## EXERCISE BRIEF
In the data below, find every line that has the string "optional", and copy it.
::: INPUT DATA
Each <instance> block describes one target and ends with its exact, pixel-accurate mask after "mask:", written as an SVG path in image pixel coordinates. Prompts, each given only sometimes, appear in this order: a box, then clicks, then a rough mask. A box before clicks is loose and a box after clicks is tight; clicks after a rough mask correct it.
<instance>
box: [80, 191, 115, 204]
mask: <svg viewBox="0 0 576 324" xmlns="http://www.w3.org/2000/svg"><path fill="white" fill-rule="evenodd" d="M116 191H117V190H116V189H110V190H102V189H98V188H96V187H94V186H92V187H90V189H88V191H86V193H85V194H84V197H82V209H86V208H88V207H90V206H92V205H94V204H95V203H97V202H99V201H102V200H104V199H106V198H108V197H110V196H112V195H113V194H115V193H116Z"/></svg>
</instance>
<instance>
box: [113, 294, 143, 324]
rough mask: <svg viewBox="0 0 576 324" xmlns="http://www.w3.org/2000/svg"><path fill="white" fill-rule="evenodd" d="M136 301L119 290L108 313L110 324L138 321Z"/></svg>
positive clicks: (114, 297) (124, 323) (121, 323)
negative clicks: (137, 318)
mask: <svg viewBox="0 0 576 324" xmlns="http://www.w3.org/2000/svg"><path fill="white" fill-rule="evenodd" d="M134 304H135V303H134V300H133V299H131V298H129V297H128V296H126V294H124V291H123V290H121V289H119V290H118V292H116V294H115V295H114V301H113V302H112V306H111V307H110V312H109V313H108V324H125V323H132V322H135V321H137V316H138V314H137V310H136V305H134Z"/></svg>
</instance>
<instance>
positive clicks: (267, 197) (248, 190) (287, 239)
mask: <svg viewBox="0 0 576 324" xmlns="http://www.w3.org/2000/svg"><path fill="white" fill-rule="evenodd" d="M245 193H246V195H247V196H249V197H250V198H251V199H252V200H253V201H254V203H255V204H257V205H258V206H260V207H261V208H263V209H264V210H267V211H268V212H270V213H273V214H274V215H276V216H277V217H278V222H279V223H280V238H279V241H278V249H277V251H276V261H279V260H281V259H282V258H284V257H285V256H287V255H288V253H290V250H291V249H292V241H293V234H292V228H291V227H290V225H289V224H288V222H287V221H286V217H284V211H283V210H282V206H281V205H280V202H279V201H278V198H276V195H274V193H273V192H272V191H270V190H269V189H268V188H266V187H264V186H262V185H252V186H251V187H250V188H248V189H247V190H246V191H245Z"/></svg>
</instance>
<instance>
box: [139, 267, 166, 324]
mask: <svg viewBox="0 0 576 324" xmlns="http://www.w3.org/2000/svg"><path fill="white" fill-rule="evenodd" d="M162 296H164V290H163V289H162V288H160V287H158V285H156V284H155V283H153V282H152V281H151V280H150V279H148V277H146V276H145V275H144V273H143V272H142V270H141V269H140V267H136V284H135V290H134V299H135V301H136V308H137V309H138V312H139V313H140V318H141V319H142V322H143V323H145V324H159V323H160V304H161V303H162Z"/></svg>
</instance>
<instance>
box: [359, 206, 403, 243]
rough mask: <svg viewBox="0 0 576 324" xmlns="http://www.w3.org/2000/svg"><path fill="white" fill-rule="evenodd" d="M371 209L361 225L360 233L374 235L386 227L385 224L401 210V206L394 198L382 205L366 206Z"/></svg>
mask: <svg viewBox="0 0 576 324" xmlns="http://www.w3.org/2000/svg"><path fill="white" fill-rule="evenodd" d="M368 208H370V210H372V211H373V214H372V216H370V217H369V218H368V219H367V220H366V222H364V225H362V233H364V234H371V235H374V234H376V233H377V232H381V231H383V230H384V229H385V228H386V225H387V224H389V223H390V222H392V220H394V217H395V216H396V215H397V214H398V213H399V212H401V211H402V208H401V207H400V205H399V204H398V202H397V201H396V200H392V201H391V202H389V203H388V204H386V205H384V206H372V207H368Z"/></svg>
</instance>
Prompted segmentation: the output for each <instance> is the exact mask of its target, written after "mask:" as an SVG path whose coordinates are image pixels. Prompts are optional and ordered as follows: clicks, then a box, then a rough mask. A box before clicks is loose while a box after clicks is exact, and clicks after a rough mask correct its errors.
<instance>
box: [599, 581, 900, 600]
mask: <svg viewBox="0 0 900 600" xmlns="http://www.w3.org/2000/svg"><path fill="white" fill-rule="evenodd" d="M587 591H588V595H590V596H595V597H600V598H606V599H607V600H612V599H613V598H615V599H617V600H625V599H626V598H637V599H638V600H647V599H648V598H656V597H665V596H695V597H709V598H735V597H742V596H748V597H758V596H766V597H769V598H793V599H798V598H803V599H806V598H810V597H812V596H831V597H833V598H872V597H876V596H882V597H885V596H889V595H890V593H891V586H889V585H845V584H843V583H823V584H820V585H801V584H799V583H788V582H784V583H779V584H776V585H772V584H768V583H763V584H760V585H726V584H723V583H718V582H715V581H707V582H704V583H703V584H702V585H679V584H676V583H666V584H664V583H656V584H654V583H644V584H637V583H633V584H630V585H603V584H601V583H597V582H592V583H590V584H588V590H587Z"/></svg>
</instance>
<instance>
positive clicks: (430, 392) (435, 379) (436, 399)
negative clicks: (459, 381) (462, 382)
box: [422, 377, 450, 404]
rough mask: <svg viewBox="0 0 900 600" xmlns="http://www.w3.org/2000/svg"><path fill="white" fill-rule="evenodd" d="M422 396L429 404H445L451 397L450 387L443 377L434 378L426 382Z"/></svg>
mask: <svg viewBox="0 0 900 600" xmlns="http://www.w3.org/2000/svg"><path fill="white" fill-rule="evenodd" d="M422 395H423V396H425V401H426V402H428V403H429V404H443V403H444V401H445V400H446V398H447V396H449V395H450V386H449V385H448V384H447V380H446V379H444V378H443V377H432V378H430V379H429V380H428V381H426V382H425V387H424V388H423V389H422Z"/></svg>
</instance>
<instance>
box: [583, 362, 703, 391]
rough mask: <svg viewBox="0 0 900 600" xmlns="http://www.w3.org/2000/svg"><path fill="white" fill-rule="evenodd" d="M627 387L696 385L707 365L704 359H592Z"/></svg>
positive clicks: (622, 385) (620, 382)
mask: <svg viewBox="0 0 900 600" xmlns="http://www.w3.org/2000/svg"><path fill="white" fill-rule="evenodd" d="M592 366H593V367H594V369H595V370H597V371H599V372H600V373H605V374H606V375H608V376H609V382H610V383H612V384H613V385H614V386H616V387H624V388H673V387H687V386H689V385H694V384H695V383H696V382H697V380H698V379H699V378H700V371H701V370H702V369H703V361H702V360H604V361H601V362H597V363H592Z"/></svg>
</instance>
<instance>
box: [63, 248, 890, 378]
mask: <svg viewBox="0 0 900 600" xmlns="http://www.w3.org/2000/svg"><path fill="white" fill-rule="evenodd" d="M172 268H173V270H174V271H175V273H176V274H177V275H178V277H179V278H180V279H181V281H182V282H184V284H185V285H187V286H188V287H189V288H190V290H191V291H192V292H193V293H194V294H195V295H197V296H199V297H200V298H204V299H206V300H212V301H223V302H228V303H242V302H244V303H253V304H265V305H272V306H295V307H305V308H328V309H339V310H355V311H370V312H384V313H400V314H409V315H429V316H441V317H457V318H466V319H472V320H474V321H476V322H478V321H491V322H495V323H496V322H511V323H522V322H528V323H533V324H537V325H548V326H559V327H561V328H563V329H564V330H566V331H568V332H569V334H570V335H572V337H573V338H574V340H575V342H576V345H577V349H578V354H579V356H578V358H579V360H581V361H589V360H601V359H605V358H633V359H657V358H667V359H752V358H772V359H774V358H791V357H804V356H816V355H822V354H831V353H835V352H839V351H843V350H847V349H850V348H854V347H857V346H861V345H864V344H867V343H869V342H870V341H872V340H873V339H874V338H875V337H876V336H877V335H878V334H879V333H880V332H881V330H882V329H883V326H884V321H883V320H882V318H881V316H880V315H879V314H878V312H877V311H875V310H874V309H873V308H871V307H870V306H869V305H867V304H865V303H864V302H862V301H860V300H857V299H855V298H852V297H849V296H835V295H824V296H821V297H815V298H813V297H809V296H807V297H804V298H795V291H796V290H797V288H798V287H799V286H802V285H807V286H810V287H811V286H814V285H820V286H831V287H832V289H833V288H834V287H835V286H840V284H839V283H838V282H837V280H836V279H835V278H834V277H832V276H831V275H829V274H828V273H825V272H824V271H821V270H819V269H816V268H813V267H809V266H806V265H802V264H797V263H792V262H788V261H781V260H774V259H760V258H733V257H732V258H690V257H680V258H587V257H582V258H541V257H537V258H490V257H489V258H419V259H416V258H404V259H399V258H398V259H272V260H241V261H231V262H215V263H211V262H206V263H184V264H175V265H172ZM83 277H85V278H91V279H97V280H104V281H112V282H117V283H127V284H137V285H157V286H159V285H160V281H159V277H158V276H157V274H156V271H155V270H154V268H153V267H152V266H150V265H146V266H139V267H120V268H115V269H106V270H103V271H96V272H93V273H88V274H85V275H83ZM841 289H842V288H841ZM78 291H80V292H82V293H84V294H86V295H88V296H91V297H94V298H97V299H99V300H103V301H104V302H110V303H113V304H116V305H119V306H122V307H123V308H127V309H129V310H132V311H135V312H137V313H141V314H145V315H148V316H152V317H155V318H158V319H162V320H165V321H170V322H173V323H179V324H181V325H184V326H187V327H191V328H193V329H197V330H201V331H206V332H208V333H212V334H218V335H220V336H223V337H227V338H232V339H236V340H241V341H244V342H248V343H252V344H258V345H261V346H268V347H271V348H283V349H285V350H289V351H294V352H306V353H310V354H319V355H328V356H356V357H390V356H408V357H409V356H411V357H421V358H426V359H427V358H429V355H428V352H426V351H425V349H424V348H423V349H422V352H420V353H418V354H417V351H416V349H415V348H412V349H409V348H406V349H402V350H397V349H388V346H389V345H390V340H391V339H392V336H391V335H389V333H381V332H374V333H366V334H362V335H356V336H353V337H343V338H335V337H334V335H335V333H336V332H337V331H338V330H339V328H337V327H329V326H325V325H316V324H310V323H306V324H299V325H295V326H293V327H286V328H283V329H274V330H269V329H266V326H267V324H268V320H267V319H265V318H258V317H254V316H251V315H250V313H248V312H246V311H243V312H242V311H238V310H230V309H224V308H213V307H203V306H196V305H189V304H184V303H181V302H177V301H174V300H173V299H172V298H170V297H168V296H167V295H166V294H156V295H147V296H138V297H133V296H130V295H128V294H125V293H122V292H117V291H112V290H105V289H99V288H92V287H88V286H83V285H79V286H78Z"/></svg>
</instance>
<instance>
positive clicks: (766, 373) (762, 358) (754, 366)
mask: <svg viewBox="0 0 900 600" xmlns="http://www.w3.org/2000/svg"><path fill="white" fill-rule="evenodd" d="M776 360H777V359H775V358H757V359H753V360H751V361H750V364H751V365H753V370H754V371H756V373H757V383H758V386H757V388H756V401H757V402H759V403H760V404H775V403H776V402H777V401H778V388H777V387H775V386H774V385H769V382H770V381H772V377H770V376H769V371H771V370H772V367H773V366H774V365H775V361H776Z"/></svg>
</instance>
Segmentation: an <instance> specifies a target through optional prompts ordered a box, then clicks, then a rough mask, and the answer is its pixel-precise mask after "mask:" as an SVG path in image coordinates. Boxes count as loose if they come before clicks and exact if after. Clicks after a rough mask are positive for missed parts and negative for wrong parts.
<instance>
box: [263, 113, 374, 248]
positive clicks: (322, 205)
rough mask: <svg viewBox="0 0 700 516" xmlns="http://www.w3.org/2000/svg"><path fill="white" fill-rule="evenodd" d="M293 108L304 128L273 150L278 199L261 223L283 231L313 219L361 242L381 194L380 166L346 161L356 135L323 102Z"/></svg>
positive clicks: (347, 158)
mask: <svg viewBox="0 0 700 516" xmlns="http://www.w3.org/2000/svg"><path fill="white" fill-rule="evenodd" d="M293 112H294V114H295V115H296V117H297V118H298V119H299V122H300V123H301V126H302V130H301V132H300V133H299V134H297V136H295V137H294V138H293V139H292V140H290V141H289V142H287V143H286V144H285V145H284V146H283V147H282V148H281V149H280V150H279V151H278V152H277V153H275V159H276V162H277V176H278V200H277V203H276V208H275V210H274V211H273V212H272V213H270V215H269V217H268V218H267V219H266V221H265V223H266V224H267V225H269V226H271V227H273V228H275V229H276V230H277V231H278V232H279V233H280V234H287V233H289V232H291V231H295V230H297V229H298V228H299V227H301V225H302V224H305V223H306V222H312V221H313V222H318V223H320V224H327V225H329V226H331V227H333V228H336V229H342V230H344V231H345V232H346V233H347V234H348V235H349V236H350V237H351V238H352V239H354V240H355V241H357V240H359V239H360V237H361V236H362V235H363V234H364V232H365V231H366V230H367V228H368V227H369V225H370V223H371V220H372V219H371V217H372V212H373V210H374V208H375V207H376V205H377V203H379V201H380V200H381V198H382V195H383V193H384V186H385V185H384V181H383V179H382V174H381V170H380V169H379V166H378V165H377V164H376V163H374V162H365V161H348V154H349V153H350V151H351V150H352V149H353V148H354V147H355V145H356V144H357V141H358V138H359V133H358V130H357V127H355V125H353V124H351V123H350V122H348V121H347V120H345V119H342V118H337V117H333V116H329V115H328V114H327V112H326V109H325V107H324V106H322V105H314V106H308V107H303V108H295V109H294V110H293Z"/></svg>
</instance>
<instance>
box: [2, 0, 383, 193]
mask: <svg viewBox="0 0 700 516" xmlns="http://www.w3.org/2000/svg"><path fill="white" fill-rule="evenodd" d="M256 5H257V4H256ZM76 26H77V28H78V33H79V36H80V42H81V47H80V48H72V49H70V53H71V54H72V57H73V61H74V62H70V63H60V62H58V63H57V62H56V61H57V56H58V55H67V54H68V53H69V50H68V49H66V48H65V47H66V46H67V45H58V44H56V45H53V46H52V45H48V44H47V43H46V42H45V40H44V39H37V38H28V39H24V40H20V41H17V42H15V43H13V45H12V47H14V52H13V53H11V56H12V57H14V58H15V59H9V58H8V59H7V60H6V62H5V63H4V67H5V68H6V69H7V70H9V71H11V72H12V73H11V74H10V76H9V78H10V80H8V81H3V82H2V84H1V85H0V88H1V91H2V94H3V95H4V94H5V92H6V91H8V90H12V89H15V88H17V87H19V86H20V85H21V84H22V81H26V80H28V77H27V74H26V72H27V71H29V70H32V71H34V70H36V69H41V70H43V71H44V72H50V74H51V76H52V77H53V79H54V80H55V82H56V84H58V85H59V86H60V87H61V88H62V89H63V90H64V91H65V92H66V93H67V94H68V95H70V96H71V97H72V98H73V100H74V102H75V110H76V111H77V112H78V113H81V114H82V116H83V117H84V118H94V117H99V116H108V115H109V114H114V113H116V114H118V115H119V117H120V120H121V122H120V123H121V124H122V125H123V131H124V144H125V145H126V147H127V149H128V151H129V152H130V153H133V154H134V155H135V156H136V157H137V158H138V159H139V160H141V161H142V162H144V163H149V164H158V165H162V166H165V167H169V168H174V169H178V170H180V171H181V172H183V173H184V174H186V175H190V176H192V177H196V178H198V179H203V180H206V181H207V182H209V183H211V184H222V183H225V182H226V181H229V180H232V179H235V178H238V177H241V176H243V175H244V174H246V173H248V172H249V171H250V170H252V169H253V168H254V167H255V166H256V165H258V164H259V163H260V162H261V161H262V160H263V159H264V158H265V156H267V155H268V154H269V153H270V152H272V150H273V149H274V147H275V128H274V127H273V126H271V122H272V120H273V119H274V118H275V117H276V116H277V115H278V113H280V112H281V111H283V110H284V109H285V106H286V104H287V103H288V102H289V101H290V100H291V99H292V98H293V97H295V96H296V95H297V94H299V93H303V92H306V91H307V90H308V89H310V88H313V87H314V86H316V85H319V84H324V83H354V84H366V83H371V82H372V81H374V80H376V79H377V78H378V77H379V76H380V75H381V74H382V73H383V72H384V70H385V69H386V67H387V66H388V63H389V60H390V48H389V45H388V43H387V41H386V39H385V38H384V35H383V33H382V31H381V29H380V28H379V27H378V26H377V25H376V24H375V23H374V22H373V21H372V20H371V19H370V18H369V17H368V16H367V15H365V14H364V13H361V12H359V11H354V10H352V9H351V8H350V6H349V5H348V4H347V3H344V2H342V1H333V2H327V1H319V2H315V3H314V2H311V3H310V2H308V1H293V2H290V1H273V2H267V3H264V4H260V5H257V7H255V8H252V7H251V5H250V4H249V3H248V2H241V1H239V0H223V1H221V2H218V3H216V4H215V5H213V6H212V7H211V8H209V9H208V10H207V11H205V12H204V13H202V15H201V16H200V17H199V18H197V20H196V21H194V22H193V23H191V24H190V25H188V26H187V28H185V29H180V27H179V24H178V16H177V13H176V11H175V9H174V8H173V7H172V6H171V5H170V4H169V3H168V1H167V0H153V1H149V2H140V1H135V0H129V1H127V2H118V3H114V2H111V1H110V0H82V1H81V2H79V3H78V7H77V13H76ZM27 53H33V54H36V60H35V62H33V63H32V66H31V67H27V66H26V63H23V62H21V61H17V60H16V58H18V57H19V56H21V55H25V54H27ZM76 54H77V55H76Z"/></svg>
::::::
## TASK RESPONSE
Prompted segmentation: the output for each <instance> is the exact mask of its target, written after "mask:" as an SVG path whose coordinates are image pixels. Prompts are optional and ordered as follows: clicks, then a box, then a rough mask. A box before clicks is loose while a box after clicks is exact, and clicks after a rough mask correct its errors.
Segmentation: an <instance> specifies a target through optional prompts ordered a box, then clicks, then a rough mask, and the answer is its pixel-precise mask after "mask:" as an SVG path in image coordinates. Boxes count as loose if they come before clicks and exact if after. Clicks after a rough mask are positive for missed parts and negative for wrong parts.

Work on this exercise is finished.